PROMPT 1 => Rewrite the block in the notebook code below that begins "# GOOGLE SUBCATEGORIES" as a plain-language list of what each line computes.
PROMPT 2 =>
Answer these questions using the notebook code below:
(a) Which file is read into the websites table?
(b) Which column marks the websites that have the Meta pixel?
(c) Under what short name is LatexFormatter imported?
PROMPT 3 => List every column name of the websites data that the notebook code below refers to.

DOCUMENT PASSAGE =>
______________________________

In [1]:
import pandas as pd
from latex_formatter import LatexFormatter as lf

In [2]:
websites = pd.read_csv('data/websites.csv')

In [3]:
# BREAKDOWN BY VERTICALS
total = len(websites)
health = sum(websites['is_health'])
finance = sum(websites['is_finance'])
other = sum(~websites['is_health'] & ~websites['is_finance'])

# BREAKDOWN BY TRACKER
websites_google = websites[websites['has_gtag']]
google = len(websites_google)
websites_meta = websites[websites['has_meta_pixel']]
meta = len(websites_meta)


# GOOGLE SUBCATEGORIES
websites_google_fdc = websites_google[websites_google['google_form_data_collection']]
google_fdc = len(websites_google_fdc)
google_health = sum(websites_google['is_health'])
google_fdc_health = sum(websites_google_fdc['is_health'])
google_finance = sum(websites_google['is_finance'])
google_fdc_finance = sum(websites_google_fdc['is_finance'])
google_other = sum(~websites_google['is_health'] & ~websites_google['is_finance'])
google_fdc_other = sum(~websites_google_fdc['is_health'] & ~websites_google_fdc['is_finance'])

______________________________

DATASET ROWS =>
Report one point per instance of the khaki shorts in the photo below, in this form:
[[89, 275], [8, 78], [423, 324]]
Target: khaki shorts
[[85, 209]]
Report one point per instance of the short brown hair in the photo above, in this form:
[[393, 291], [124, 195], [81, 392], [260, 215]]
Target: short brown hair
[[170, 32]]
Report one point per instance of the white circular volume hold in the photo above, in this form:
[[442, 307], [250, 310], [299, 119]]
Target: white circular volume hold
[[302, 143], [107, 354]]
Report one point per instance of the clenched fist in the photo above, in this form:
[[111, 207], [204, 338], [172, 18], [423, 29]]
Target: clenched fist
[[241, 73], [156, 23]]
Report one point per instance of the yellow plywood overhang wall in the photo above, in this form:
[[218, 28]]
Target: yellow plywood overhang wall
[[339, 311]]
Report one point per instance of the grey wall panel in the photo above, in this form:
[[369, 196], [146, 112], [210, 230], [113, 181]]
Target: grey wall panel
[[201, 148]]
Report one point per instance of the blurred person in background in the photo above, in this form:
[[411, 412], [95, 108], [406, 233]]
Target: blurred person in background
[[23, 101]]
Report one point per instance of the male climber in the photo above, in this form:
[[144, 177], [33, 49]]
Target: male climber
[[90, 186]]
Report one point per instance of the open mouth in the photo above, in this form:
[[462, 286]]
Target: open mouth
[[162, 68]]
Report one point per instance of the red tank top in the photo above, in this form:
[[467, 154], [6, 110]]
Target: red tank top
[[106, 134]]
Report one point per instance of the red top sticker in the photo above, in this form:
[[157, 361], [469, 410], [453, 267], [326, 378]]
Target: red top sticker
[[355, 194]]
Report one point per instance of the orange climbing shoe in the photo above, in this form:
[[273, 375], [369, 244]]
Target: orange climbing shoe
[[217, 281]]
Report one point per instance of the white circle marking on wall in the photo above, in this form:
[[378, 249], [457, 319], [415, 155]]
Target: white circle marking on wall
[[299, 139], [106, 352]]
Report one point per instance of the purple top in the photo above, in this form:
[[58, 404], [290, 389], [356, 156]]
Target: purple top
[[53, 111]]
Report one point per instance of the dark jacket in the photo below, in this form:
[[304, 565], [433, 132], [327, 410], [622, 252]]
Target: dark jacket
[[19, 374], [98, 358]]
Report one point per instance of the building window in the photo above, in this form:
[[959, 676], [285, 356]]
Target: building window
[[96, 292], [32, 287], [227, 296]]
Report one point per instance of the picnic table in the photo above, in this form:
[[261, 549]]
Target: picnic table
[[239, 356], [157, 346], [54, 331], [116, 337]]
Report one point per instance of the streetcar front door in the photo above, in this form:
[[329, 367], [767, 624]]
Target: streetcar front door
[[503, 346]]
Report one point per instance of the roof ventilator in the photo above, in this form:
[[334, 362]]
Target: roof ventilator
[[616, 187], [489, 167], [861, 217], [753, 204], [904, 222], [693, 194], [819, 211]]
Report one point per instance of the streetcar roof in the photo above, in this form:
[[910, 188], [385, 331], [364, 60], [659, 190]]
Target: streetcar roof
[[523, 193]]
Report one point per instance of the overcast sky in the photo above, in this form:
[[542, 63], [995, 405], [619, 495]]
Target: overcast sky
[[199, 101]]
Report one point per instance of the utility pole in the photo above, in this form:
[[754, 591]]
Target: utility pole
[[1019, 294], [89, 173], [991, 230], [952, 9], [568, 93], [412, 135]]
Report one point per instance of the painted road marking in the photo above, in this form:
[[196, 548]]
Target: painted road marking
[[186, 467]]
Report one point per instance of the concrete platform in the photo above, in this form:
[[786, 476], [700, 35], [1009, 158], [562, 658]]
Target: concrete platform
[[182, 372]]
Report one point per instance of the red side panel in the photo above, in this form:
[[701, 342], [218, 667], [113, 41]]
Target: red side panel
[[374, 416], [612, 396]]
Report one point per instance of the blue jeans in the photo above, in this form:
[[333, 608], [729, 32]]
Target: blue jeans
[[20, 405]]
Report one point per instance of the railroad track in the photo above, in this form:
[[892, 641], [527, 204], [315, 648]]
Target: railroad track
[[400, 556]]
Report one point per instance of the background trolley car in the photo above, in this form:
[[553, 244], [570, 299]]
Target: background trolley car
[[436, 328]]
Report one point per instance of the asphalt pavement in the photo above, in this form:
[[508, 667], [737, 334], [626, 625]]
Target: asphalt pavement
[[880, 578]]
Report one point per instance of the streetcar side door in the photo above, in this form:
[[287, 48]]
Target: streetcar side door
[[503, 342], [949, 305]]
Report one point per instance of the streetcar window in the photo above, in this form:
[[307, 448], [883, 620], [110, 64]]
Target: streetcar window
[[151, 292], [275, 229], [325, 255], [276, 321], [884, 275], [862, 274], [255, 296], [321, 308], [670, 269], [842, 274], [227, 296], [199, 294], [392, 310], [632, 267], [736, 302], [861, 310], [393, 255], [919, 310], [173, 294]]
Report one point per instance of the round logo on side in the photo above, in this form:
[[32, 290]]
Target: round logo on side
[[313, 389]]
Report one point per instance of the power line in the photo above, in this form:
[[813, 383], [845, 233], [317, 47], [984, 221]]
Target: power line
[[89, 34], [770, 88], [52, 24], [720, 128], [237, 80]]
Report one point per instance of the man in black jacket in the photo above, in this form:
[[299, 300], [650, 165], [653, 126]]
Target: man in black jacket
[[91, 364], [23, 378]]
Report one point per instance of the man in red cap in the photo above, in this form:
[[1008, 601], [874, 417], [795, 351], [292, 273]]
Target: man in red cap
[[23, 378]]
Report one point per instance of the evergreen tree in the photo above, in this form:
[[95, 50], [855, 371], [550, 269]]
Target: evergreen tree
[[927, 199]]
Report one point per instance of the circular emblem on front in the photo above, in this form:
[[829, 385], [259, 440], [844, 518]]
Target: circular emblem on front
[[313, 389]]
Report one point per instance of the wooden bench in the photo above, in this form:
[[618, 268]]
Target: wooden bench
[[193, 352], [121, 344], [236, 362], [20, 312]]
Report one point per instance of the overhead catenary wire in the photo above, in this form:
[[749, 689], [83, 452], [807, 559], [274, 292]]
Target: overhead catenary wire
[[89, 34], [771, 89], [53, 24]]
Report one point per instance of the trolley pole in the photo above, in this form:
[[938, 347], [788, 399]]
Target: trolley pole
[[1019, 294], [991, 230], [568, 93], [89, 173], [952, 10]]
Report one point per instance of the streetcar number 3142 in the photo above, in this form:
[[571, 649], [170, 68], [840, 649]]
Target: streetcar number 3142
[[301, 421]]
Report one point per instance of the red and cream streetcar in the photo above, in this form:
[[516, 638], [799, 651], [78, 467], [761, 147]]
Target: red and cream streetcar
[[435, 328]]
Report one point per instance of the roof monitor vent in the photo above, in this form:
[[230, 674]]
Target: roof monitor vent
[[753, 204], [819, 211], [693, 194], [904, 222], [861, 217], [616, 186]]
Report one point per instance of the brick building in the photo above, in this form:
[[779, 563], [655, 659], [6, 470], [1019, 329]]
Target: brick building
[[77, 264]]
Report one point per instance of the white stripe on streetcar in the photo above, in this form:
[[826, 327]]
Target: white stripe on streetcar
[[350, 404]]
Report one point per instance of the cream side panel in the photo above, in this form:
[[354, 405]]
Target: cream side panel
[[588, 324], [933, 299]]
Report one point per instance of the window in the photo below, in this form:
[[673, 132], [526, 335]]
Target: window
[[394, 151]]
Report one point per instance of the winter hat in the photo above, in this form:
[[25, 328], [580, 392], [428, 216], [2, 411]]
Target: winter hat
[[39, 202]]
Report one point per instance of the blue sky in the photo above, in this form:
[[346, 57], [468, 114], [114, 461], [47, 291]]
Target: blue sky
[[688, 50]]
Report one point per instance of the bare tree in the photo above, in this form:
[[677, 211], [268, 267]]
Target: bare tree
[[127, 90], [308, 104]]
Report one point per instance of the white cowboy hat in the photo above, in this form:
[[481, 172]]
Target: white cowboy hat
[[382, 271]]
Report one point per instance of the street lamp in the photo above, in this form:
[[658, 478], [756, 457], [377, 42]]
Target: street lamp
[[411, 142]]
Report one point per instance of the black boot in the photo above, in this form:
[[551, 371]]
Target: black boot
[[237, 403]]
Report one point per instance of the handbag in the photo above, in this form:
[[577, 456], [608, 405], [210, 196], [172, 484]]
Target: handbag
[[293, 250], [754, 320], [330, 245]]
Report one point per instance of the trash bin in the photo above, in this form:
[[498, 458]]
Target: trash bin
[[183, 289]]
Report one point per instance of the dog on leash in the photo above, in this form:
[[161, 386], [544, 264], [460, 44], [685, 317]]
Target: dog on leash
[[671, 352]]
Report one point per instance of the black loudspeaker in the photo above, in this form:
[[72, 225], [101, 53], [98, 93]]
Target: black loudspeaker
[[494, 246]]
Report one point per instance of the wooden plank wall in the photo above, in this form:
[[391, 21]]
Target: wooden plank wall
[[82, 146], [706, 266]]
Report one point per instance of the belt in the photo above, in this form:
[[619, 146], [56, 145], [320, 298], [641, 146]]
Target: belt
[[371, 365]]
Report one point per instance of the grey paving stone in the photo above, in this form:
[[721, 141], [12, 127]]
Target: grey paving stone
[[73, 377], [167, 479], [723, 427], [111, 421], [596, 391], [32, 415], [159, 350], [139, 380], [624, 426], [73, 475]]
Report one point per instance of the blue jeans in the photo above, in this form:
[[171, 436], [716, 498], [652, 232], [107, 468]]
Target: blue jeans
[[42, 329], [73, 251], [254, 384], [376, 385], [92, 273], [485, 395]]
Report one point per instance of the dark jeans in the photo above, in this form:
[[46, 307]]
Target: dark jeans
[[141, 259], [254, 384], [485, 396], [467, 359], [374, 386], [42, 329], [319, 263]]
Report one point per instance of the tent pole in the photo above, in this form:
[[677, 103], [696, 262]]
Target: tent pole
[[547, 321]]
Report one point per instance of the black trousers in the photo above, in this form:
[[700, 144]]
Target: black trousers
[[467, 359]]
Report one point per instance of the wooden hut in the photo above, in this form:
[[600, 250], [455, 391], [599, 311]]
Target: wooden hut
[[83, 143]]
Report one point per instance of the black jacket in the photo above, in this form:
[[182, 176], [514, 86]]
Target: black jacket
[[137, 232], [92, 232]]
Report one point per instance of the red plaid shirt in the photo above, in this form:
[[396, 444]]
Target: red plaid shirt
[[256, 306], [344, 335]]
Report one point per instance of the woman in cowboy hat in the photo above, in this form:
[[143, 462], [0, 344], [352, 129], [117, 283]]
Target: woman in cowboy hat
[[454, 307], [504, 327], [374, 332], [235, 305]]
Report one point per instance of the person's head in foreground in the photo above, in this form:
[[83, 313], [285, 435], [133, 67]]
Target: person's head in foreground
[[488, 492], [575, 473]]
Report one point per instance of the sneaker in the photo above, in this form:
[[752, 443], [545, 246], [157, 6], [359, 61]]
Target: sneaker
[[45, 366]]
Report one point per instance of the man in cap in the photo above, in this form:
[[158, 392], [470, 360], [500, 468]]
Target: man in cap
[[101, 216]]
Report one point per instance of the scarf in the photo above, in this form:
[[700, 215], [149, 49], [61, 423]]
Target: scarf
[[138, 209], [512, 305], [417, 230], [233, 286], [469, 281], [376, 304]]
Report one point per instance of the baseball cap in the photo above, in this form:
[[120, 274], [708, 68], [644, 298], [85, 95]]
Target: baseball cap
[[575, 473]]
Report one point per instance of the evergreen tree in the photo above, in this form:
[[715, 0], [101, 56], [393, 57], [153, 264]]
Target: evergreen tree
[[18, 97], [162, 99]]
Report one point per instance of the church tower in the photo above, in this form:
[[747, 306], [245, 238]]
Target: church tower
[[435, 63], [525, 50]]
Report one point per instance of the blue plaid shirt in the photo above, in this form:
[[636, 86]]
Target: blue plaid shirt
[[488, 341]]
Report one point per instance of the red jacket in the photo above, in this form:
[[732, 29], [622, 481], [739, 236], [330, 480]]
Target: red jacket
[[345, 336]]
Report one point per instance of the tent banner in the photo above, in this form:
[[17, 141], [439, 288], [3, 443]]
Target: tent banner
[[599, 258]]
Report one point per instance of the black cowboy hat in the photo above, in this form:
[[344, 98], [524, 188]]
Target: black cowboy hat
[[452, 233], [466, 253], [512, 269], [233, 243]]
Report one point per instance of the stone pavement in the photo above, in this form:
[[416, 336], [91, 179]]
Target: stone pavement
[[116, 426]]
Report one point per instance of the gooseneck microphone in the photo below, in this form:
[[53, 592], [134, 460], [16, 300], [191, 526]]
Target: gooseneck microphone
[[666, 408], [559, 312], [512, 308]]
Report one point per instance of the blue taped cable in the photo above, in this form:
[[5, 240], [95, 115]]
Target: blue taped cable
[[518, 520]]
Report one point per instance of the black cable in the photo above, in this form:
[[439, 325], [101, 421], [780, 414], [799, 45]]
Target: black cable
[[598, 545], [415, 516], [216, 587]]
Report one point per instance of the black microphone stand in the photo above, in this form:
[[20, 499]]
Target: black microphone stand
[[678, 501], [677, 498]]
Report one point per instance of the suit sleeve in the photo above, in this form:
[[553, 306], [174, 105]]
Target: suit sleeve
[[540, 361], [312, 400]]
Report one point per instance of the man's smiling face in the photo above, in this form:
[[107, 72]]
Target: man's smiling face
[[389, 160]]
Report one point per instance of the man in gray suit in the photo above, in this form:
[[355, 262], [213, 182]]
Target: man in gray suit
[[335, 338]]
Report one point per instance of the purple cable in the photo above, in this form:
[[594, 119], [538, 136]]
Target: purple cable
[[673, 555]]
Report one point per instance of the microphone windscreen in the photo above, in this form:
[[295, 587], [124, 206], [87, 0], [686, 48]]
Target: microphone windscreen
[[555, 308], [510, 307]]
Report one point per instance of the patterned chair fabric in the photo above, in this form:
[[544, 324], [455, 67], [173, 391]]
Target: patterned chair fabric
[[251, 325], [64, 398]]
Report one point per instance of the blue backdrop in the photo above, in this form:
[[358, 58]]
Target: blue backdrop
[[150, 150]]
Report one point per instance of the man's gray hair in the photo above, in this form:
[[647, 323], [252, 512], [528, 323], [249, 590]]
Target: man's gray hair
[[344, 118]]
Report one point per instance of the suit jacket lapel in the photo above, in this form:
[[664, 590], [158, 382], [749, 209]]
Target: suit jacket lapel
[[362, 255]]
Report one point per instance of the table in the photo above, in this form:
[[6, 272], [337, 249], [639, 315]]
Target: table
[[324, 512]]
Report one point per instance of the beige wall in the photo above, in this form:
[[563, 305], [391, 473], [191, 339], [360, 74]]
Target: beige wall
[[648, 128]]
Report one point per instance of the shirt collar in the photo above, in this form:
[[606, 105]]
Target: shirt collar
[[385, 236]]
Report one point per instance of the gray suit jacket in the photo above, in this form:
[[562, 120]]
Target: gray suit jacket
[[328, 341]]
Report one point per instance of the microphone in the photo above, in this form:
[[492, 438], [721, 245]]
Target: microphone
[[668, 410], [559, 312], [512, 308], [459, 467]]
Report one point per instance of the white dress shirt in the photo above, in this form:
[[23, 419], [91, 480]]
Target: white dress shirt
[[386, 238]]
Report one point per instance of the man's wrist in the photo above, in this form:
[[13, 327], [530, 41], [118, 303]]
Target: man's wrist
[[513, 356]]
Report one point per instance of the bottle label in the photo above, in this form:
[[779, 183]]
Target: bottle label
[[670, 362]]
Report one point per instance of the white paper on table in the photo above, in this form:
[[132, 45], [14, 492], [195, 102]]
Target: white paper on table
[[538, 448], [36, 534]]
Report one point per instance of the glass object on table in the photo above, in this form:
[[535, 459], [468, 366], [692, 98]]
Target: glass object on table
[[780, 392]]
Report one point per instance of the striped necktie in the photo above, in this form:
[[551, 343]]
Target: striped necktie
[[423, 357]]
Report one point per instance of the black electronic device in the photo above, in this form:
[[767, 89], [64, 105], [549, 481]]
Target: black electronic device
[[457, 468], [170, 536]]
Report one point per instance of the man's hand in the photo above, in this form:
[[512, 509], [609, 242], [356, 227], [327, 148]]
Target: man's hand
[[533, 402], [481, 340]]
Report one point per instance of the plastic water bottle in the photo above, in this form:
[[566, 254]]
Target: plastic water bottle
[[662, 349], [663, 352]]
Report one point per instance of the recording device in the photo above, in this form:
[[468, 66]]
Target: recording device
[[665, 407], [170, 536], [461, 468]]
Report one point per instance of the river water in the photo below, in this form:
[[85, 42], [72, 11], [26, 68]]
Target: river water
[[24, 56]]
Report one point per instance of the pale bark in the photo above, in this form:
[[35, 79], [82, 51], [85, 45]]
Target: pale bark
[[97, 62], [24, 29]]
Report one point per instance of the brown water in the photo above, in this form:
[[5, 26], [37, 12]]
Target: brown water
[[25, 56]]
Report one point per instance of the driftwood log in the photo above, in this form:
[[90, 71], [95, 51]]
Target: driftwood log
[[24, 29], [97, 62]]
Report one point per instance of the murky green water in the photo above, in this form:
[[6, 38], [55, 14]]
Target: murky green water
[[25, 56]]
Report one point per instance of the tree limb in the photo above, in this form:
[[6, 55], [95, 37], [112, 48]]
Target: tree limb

______________________________

FINAL ANSWER 1 =>
- websites_google_fdc holds the Google-tagged websites whose google_form_data_collection value is true, and google_fdc is their count.
- google_health counts health websites among the Google-tagged sites, and google_fdc_health counts them among those with form data collection.
- google_finance and google_fdc_finance do the same for finance websites.
- google_other and google_fdc_other count websites that are neither health nor finance, first among all Google-tagged sites and then among those with form data collection.

FINAL ANSWER 2 =>
(a) data/websites.csv
(b) has_meta_pixel
(c) lf

FINAL ANSWER 3 =>
- is_health
- is_finance
- has_gtag
- has_meta_pixel
- google_form_data_collection